TASK STATEMENT: Rewrite every line of the records below, requests included, but multiply each answer coordinate by 1.8 and round to the nearest whole number, with halves rounded up. Leave the pictures out.

[Location labeling records]
------

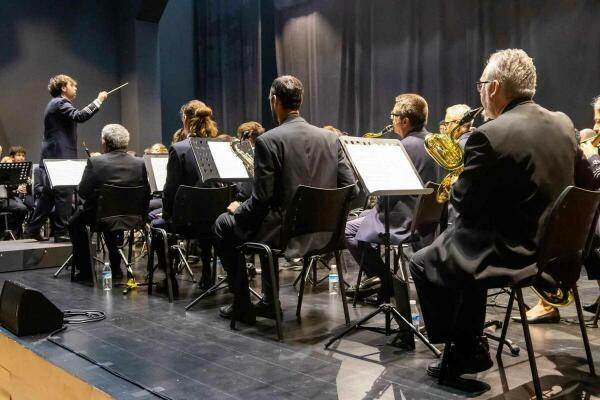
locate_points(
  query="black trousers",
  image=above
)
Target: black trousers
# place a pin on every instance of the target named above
(81, 246)
(58, 198)
(227, 236)
(450, 314)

------

CORRECT RESPONSE:
locate_points(
  query="black trousers",
  image=above
)
Target: black trousers
# place a pin on every instance of the target named above
(146, 443)
(104, 356)
(409, 425)
(810, 565)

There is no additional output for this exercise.